**Exercise instructions:** Retype the winter cleaning text from "Enhancing indoor air" to "in indoor spaces." with no changes.

Rethinking processes

To interrupt viral transmission, cleaning staff must redesign processes to reflect actual human behavior and occupancy during winter. This includes rethinking where, when, and how often cleaning occurs.• Use a floor plan to map and analyze occupant movement to target high-risk areas.

  • Increase cleaning frequency for identified high-touch surfaces.
  • Build cleaning schedules based on activity patterns rather than time schedules alone.
  • Separate cleaning and disinfection tasks, ensuring teams apply disinfectants to already clean surfaces for maximum effectiveness.

Choosing consistency over speed

In winter, consistency becomes more important than speed. Disinfectants require a specific dwell or contact time—the period a surface must remain wet with the disinfectant—to work. Yet, rushed
application is one of the most common failures in real-world cleaning.

To ensure proper disinfectant application, cleaning teams should reinforce the use of:

  • Application tools that support even coverage rather than over-spraying.
  • Verification tools, such as fluorescent markers and adenosine triphosphate (ATP) testing, to confirm cleaning quality.
  • Routine verification processes that confirm tools (microfiber cloths and mops, dispensers, dilutors) are clean and functioning correctly.

Mechanization and automation, such as touch-free dispensing systems, can improve consistency while reducing cross-contamination risks when implemented correctly.

Protecting the workforce

Cleaning staff face higher workloads and increased exposure to pathogens during winter.

Facility managers must adapt training to explain:

  • Why cleaning practices need to change in winter
  • Why cleaning staff must take on the role of infection prevention professionals.
  • When the use of personal protective equipment (PPE) is required.
  • How to recognize symptoms of respiratory illness.

Protecting cleaning workers is inseparable from protecting building occupants. A workforce that feels informed, valued, and protected is more likely to deliver consistent, high-quality cleaning outcomes.

Enhancing indoor air quality

Beyond surfaces, the air we breathe plays a significant role in respiratory virus transmission. According to the Environmental Protection Agency, no single air strategy is sufficient on its own. Effective prevention depends on a multi-layered approach that complements surface cleaning and hygiene practices.

  • Increase outside air ventilation to the maximum extent practical to help dilute the concentration of virus-laden aerosols in indoor spaces.
  • Adjust airflow patterns to avoid direct air movement between people and exhaust air from smaller spaces like restrooms.
  • Filter recirculated air through high-efficiency filters, such as MERV-13 or the highest MERV rating a building’s ventilation system can accommodate, to remove airborne particles.
  • Place portable air cleaners in areas that are hard to ventilate with outside air or that have high occupancy.
  • Utilize upper-room ultraviolet germicidal irradiation (UVGI) to reduce airborne virus transmission further. While not a replacement for ventilation or filtration, UVGI can be an effective supplement in high-risk areas.

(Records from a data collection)

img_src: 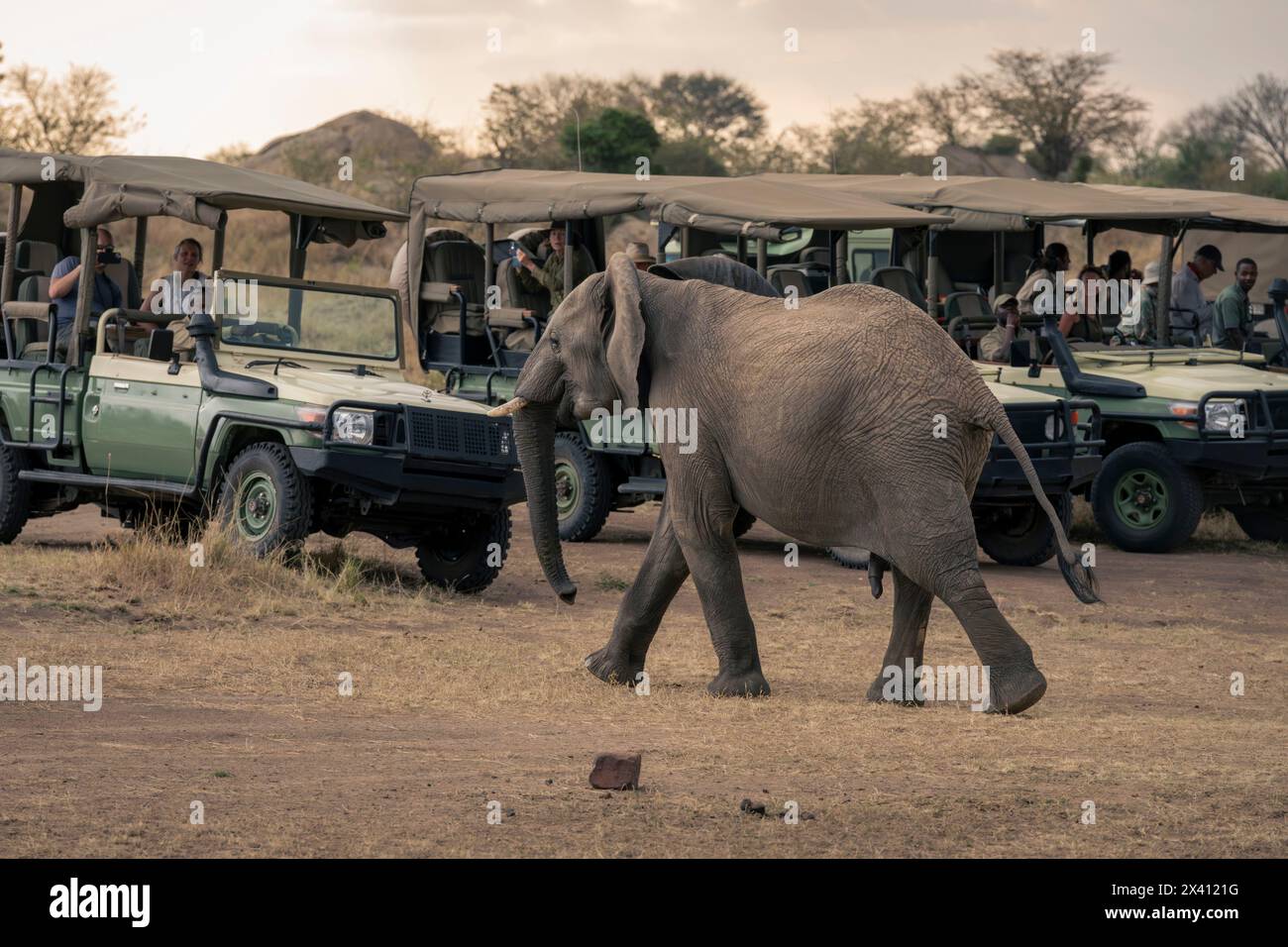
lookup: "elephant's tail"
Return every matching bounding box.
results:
[988,401,1100,604]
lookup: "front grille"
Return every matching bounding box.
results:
[407,407,518,464]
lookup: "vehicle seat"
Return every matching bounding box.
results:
[868,266,926,310]
[9,284,49,361]
[496,259,550,320]
[103,258,143,309]
[18,275,49,303]
[944,291,997,359]
[769,264,814,297]
[14,240,61,275]
[420,230,492,365]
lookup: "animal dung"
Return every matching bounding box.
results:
[590,753,640,789]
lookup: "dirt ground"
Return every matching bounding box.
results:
[0,507,1288,857]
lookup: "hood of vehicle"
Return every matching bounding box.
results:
[1078,359,1288,401]
[976,362,1060,404]
[219,360,486,414]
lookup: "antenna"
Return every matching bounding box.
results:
[572,108,581,174]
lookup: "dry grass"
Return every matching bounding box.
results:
[0,514,1288,857]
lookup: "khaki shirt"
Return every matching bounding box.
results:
[1168,263,1212,344]
[1212,283,1252,346]
[518,250,595,313]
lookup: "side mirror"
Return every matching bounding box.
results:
[149,329,174,362]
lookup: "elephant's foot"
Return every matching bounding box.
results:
[585,644,644,686]
[707,668,769,697]
[867,661,926,707]
[986,660,1046,714]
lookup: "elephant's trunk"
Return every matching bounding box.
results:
[514,402,577,604]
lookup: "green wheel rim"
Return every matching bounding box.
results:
[555,460,581,519]
[237,471,277,541]
[1115,469,1169,530]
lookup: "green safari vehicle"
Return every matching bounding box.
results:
[0,152,523,591]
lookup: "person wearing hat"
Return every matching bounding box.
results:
[1167,244,1225,346]
[514,220,595,314]
[1130,261,1158,343]
[1212,257,1259,352]
[626,240,657,269]
[979,292,1033,365]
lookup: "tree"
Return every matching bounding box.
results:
[0,65,142,154]
[483,73,644,167]
[819,99,926,174]
[644,72,765,147]
[1218,72,1288,171]
[960,49,1146,177]
[562,108,664,174]
[912,78,984,149]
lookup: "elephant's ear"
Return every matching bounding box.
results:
[604,254,644,408]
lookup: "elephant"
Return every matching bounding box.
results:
[492,254,1100,714]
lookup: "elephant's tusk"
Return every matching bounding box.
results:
[486,398,528,417]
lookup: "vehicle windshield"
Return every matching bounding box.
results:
[219,281,398,361]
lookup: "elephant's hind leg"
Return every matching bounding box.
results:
[587,497,690,684]
[867,567,934,704]
[935,567,1046,714]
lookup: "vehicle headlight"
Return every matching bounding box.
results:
[331,407,376,445]
[1203,398,1246,430]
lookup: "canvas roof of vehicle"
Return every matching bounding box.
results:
[0,149,407,238]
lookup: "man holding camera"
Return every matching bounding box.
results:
[49,227,125,352]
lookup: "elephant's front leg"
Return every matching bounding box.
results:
[587,494,690,684]
[867,566,934,704]
[667,466,769,697]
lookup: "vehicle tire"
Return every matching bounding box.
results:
[827,546,872,570]
[416,509,510,592]
[0,440,31,545]
[1229,506,1288,543]
[1091,442,1203,553]
[555,430,613,543]
[219,442,313,556]
[975,493,1073,566]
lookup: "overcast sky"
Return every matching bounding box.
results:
[0,0,1288,158]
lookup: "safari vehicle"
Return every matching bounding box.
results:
[778,175,1288,553]
[0,152,523,591]
[408,170,1100,567]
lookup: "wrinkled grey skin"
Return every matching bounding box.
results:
[514,254,1098,712]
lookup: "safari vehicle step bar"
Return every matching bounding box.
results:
[4,362,76,454]
[18,471,197,497]
[617,476,666,496]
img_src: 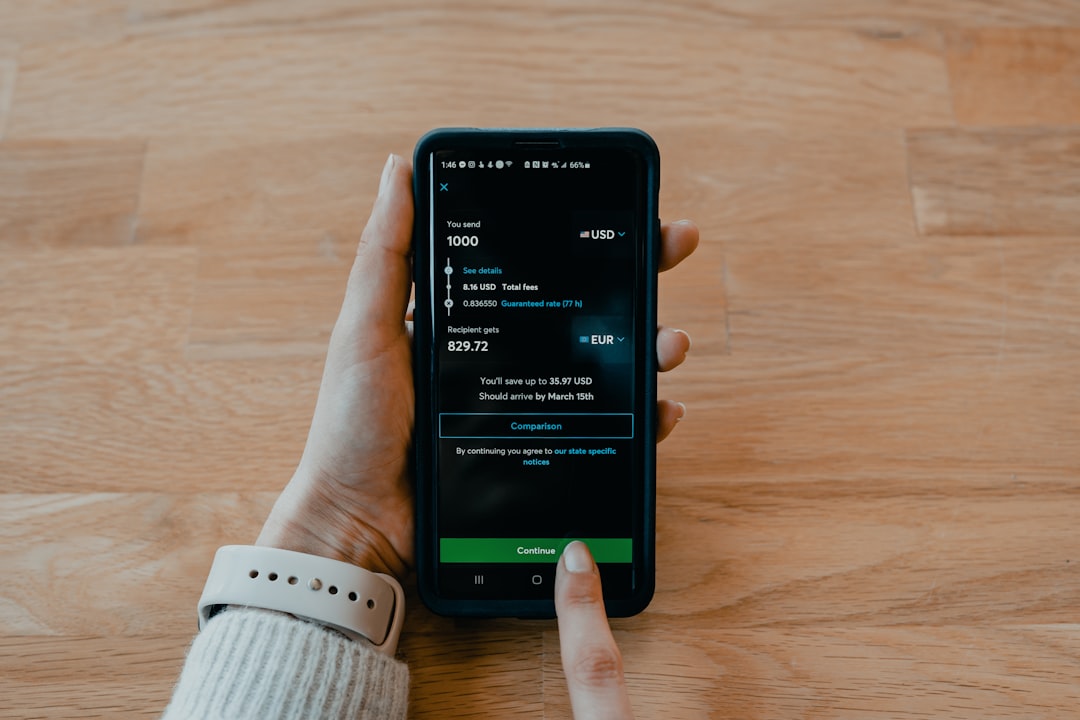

**Solved problem:**
Enhancing indoor air quality

Beyond surfaces, the air we breathe plays a significant role in respiratory virus transmission. According to the Environmental Protection Agency, no single air strategy is sufficient on its own. Effective prevention depends on a multi-layered approach that complements surface cleaning and hygiene practices.

  • Increase outside air ventilation to the maximum extent practical to help dilute the concentration of virus-laden aerosols in indoor spaces.